**Aim of the exercise:**
The output must match the entries below exactly.

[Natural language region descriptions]

┄┄┄┄┄┄┄┄┄┄

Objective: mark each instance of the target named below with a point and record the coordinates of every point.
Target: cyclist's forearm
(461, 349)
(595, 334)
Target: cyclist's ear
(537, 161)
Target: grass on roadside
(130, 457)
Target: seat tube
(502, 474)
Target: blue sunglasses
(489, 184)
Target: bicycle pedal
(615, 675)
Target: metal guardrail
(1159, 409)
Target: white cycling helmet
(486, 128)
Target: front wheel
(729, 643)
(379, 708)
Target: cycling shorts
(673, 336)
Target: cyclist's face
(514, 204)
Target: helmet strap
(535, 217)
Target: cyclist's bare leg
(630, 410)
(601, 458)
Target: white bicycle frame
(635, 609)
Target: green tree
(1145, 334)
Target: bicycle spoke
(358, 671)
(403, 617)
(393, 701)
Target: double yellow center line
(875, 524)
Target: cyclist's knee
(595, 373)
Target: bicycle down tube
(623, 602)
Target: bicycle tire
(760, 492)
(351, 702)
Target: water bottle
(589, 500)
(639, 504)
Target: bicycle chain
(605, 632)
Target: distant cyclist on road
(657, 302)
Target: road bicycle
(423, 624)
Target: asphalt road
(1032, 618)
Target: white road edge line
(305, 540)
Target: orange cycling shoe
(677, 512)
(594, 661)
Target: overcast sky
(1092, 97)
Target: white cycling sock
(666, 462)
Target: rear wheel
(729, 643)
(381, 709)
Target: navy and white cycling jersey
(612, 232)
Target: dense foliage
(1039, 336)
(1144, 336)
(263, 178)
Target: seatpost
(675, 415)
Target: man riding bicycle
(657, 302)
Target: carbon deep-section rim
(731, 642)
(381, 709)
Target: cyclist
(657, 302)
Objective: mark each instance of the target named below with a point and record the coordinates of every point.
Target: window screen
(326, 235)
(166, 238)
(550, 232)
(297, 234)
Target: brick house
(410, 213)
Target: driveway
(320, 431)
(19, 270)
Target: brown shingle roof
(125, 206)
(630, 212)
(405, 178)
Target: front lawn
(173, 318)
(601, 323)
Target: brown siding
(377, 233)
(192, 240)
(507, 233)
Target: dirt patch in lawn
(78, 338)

┄┄┄┄┄┄┄┄┄┄

**Response area:**
Objective: mark each instance of the target named below with a point and record the coordinates of every point.
Target: cyclist's forearm
(461, 349)
(595, 334)
Target: cyclist's ear
(537, 161)
Target: grass on roadside
(130, 457)
Target: seat tube
(502, 474)
Target: blue sunglasses
(489, 184)
Target: bicycle pedal
(615, 675)
Target: metal guardrail
(1159, 409)
Target: white cycling helmet
(486, 128)
Target: front wheel
(729, 643)
(379, 708)
Target: cycling shorts
(673, 336)
Target: cyclist's face
(514, 204)
Target: helmet strap
(535, 217)
Target: cyclist's bare leg
(630, 410)
(601, 458)
Target: white bicycle frame
(635, 609)
Target: green tree
(1145, 334)
Target: bicycle spoke
(358, 671)
(403, 617)
(393, 701)
Target: double yellow center line
(875, 524)
Target: cyclist's knee
(595, 373)
Target: bicycle down tube
(623, 602)
Target: bicycle tire
(760, 492)
(351, 702)
Target: water bottle
(589, 500)
(639, 504)
Target: bicycle chain
(605, 632)
Target: distant cyclist on road
(657, 302)
Target: road bicycle
(423, 624)
Target: asphalt road
(1032, 618)
Target: white road edge line
(305, 540)
Target: orange cycling shoe
(677, 512)
(594, 661)
Target: overcast sky
(1092, 97)
Target: white cycling sock
(666, 462)
Target: rear wheel
(729, 643)
(381, 709)
Target: navy and white cycling jersey
(612, 232)
Target: dense foliage
(1039, 336)
(1144, 336)
(263, 178)
Target: seatpost
(675, 415)
Target: man riding bicycle
(657, 302)
Target: carbon deep-section rim
(731, 642)
(381, 709)
Target: cyclist
(657, 302)
Objective: mark each instance of the target named below with a point and record the coordinates of every point.
Target: window screen
(326, 235)
(166, 238)
(550, 232)
(297, 234)
Target: brick house
(410, 213)
Target: driveway
(320, 431)
(19, 270)
Target: brown shingle roof
(125, 206)
(630, 212)
(405, 178)
Target: front lawn
(173, 318)
(601, 323)
Target: brown siding
(377, 233)
(192, 240)
(507, 233)
Target: dirt patch in lawn
(78, 338)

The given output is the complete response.